BRANO FORNITO:
Agorà

Scenari. Il “grande gioco” per l’impero digitale

Simone Paliaga sabato 12 ottobre 2024

Rami Malek nella serie "Mr. Robot"

Cloud, dematerializzazione, virtuale. Sono alcune delle parole chiave del fenomeno oggi riconosciuto come transizione digitale. L’orizzonte di senso che schiudono allude a mondi eterei e intangibili. Dati, informazioni, siti risiedono lassù, tra le nuvole, cloud, appunto. Ma siamo sicuri che sia proprio così e non un errore di parallasse che adombra ben più terrene e cruente dinamiche di potere, inedite forme di colonialismo, scontri tra superpotenze?

Ne è convinto Antonio Deruda che, in Geopolitica digitale. La competizione globale per il controllo della Rete (Carocci, pagine 184, euro 17,00), aiuta a riportare lo sguardo a terra, in particolare nelle profondità marine. È lì che si svolge il grande gioco del mondo multipolare. «La scelta su dove far passare un nuovo cavo sottomarino in fibra ottica o l’identificazione di un luogo dove costruire un importante data center – precisa – è una decisione strategica che può incidere sul futuro di intere aree del mondo». Ridisegnare le mappe della geografia digitale non è un atto insignificante. Equivale a cavalcare l’onda di un colonialismo 4.0, stabilendo le aree destinate allo sviluppo economico e quelle che diventeranno periferia. Senza contare le aree destinate a rimanere preda di un colonialismo d’antan, mere riserve di metalli rari preziosi indispensabili alla costruzione di infrastrutture e componentistica, come i cosiddetti semiconduttori, più noti col termine microchip.

ELENCO DI RIFERIMENTO:
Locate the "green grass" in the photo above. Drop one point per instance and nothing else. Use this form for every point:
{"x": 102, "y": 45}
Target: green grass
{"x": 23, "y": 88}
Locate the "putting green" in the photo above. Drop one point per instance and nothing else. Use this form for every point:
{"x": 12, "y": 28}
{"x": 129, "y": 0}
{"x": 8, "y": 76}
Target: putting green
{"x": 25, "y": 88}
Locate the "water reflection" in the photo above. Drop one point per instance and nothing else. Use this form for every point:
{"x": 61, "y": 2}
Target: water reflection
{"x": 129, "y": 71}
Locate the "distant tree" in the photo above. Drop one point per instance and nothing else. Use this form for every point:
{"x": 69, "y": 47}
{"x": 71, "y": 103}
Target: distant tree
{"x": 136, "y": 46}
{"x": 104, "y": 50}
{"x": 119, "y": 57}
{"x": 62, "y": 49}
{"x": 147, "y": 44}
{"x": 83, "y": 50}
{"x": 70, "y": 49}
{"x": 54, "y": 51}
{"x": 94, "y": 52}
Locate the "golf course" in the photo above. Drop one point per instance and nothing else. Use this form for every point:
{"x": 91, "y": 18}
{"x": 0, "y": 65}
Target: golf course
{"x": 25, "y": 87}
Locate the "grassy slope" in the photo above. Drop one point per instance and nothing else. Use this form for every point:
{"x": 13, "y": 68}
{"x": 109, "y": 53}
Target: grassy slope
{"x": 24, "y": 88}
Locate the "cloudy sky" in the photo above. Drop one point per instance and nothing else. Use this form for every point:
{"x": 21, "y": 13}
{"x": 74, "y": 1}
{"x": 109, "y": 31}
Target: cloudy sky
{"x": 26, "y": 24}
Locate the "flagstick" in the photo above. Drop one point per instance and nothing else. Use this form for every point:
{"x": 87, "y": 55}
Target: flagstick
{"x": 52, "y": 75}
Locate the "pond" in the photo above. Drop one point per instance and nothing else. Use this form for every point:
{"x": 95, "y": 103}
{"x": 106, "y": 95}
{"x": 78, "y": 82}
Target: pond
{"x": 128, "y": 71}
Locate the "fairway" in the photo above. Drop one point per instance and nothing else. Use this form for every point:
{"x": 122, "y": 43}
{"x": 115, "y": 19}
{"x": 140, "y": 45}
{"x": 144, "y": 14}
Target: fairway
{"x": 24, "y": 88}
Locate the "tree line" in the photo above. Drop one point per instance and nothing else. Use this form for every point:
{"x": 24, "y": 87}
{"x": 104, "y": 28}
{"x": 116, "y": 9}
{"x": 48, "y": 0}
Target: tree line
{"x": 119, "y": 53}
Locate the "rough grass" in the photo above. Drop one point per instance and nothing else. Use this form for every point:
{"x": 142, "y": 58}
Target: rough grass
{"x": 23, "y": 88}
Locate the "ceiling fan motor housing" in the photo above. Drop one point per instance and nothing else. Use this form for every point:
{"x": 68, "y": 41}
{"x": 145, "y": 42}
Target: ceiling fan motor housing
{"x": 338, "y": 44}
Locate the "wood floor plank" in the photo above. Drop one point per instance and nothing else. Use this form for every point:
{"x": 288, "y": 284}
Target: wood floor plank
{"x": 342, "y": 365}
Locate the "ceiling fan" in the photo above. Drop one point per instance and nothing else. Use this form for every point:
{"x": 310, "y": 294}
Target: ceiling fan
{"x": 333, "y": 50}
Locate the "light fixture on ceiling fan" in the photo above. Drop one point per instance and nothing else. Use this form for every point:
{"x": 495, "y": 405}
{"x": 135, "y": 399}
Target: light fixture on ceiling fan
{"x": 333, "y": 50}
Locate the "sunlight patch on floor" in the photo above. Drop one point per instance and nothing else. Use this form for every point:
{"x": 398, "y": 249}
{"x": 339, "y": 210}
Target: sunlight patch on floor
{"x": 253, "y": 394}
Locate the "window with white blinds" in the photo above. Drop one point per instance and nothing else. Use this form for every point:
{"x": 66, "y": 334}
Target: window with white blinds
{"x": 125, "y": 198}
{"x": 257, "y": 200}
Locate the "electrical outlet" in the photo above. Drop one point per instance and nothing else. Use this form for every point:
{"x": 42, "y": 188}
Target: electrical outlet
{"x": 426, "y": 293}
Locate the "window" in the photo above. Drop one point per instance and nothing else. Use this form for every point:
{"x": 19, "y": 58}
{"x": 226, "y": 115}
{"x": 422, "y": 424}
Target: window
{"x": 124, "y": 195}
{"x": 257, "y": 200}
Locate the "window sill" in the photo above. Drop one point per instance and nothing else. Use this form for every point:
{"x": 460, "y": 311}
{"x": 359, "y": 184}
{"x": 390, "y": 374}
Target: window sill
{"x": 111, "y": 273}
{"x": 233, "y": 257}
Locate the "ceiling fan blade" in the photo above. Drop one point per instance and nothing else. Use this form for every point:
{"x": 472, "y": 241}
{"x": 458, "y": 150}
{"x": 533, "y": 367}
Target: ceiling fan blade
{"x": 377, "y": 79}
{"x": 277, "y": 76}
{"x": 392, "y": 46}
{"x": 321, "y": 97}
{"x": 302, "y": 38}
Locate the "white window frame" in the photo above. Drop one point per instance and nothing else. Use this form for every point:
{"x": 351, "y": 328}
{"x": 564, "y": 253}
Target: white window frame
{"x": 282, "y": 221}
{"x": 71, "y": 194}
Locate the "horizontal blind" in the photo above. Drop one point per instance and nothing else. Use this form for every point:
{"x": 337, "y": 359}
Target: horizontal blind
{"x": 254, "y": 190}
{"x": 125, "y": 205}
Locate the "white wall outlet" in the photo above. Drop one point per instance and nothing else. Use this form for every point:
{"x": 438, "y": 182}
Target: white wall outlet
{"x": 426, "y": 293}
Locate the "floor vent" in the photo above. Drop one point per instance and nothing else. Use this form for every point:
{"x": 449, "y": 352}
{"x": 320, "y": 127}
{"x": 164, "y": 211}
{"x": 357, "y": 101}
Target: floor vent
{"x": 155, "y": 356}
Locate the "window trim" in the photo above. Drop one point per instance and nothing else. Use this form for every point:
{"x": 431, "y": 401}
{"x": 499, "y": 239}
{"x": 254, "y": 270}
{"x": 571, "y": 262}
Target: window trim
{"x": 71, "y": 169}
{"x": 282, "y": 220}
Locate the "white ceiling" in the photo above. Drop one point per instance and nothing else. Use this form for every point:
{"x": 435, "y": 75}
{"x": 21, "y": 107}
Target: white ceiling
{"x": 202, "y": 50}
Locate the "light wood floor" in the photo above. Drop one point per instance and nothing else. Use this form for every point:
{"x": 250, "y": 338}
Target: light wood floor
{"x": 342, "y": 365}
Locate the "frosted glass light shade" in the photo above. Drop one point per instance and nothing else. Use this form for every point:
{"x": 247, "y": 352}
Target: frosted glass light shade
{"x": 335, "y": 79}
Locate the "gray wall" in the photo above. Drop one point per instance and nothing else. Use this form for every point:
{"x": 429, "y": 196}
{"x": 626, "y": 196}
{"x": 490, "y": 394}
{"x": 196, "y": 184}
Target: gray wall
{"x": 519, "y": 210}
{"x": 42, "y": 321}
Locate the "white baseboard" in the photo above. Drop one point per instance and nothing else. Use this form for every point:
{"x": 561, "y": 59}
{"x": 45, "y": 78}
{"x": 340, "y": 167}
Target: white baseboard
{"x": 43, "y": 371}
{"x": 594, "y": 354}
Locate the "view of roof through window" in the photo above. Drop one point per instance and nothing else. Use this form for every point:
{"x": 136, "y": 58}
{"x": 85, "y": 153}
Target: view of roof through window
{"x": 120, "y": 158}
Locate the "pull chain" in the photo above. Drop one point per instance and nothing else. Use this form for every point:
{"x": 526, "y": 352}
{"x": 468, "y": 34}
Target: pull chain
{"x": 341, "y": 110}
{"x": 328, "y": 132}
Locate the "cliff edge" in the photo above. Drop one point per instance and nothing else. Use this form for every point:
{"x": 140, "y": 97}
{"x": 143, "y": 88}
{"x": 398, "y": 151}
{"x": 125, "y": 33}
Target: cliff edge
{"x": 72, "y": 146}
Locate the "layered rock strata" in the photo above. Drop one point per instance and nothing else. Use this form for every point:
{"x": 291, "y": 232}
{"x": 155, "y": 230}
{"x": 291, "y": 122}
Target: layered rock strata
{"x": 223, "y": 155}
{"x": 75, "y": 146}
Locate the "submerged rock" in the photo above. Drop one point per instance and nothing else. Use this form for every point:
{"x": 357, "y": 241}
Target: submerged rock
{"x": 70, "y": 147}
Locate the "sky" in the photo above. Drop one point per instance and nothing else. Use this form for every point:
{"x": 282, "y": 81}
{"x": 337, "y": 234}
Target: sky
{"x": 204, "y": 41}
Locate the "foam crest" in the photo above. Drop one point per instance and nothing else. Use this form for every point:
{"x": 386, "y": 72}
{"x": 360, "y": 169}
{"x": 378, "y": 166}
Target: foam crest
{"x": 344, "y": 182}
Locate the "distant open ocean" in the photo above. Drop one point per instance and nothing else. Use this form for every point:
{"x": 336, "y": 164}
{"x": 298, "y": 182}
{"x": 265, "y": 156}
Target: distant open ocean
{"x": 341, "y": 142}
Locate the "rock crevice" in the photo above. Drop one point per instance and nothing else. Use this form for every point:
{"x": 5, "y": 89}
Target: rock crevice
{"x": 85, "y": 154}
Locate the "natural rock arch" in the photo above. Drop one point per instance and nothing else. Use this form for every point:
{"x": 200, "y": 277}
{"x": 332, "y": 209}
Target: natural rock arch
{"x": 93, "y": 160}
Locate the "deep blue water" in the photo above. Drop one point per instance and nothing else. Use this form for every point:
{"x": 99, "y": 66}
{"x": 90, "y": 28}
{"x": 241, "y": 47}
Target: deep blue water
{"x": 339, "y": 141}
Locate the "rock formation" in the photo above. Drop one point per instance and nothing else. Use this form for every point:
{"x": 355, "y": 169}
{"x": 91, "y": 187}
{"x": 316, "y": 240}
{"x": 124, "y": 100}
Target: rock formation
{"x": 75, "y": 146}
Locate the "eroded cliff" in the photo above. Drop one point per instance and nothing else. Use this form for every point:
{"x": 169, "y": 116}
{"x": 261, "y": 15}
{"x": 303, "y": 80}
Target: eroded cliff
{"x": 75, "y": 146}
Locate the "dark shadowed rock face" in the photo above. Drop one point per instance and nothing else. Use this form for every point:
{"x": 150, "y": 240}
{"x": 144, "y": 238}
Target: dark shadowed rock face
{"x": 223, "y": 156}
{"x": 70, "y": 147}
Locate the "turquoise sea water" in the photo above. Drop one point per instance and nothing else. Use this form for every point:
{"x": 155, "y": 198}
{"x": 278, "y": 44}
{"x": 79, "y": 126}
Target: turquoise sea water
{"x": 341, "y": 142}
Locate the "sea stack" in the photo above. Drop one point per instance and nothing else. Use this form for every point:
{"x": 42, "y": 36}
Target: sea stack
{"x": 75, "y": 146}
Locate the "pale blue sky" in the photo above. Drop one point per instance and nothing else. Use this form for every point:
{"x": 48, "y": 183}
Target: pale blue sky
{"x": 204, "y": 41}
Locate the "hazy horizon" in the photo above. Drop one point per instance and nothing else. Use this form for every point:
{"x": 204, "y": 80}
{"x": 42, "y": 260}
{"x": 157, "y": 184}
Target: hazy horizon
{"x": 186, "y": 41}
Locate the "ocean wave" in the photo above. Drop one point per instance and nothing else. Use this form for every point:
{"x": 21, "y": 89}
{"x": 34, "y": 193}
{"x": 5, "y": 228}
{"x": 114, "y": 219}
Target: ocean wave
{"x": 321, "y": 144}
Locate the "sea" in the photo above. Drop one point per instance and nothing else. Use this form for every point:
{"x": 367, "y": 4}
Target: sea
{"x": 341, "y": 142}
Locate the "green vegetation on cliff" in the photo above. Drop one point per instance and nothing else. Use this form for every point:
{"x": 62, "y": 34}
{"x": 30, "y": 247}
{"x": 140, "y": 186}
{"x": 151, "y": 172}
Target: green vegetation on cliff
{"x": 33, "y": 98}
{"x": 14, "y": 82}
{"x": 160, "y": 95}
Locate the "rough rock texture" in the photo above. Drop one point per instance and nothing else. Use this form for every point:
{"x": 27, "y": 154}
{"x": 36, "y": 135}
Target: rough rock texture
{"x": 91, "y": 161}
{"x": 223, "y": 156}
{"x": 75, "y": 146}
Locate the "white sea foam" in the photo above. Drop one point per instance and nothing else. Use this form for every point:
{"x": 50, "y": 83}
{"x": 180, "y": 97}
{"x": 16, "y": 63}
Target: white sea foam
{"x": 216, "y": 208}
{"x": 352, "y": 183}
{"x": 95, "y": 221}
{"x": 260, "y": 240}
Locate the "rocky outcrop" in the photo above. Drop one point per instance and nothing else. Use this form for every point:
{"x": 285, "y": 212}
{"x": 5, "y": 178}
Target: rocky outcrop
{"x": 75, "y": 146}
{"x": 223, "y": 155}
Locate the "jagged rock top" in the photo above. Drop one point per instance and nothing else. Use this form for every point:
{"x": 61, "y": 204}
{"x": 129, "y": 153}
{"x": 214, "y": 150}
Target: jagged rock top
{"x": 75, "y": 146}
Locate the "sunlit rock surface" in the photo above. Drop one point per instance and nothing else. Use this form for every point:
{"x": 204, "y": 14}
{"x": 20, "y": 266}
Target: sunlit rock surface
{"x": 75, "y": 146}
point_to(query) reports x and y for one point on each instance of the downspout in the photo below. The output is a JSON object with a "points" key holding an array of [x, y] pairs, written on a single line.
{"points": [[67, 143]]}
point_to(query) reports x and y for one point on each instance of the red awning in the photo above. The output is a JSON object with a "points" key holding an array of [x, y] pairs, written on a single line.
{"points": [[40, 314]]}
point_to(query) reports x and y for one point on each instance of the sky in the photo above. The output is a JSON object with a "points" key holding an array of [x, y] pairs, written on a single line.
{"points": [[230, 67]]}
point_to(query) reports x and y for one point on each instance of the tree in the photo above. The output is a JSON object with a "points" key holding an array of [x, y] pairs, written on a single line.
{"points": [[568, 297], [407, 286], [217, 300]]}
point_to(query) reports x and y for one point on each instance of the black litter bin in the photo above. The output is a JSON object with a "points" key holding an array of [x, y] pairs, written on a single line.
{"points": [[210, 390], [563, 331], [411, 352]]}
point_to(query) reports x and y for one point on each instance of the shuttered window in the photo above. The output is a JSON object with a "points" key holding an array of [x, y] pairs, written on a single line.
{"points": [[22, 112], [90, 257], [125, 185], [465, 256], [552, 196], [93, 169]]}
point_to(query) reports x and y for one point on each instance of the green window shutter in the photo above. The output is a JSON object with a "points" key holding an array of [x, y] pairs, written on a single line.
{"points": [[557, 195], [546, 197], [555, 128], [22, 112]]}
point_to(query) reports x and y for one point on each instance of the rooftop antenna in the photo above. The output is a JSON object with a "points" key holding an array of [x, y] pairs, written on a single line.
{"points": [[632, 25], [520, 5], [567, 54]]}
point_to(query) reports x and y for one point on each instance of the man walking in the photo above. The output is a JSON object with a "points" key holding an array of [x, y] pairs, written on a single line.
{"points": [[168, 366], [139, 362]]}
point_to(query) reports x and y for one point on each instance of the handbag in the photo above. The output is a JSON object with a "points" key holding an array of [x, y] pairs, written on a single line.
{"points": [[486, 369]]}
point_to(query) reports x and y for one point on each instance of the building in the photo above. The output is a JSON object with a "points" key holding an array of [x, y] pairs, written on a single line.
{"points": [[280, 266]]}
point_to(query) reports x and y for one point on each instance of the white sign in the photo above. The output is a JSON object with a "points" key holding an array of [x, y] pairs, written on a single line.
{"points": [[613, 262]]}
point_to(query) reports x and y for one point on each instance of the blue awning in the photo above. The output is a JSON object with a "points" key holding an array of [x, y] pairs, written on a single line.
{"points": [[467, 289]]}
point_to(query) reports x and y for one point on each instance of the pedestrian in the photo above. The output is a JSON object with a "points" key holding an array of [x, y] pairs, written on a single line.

COMPLETA QUANTO SEGUE:
A: Per favore, elenca le parole chiave della transizione digitale nominate all'inizio dell'articolo sulla geopolitica digitale.
B: Conta le righe dell'elenco in cui compare la stringa "jagged", distinguendo tra maiuscole e minuscole. Scrivi solo il numero.

SOLUZIONI PER COMPITO:
A: Cloud, dematerializzazione, virtuale.

B: 2